Cefalunews, 7 febbraio 2021
Novant’anni fa, nei giorni tra il 21 e il 25 febbraio, la
Sicilia fu sconvolta da una persistente area depressionaria che colpì
soprattutto la parte nord-occidentale dell’isola, provocando per le incessanti
piogge, ingenti danni a cose e persone. Si verificarono frane, esondazioni e
vittime. Da questo nubifragio di estrema violenza fu coinvolta anche la città
di Termini Imerese. In realtà, l’eccezionale evento meteorologico provocò gli
straripamenti dei fiumi: San Leonardo, Torto, Imera settentrionale e del
torrente Barratina.
La devastante
alluvione coinvolse in particolar modo il ponte ferroviario sito sul San
Leonardo che collegava e collega la tratta Palermo – Termini Imerese. Infatti,
la furia delle acque provocò l’erosione degli argini naturali e scalzò gradualmente
la fondazione di uno dei due piloni centrali che reggeva il ponte in ferro,
destabilizzandolo. Il cedimento del pilastro avvenne nella notte del 21
febbraio 1931, al transito del primo convoglio, nello specifico, un treno merci
proveniente da Palermo.
Per noi
termitani è molto nota la tavola illustrativa de “La Domenica del Corriere” –
Supplemento illustrato del Corriere della Sera – del 5 aprile 1931.

■ COMPITO RICHIESTO A:
Cita integralmente, per favore, tutte le righe dei record, senza cambiare nulla.
Il brano e i record sono materiali distinti, senza alcun legame tra loro.

■ DATI REGISTRATI:
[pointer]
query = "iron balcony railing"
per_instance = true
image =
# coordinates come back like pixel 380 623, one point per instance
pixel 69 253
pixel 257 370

■ COMPITO RICHIESTO B:
Secondo il brano, in quale notte cedette il pilastro del ponte ferroviario sul San Leonardo?

■ RISPOSTA CORRETTA A:
[pointer]
query = "iron balcony railing"
per_instance = true
image =
# coordinates come back like pixel 380 623, one point per instance
pixel 69 253
pixel 257 370

■ RISPOSTA CORRETTA B:
Nella notte del 21 febbraio 1931.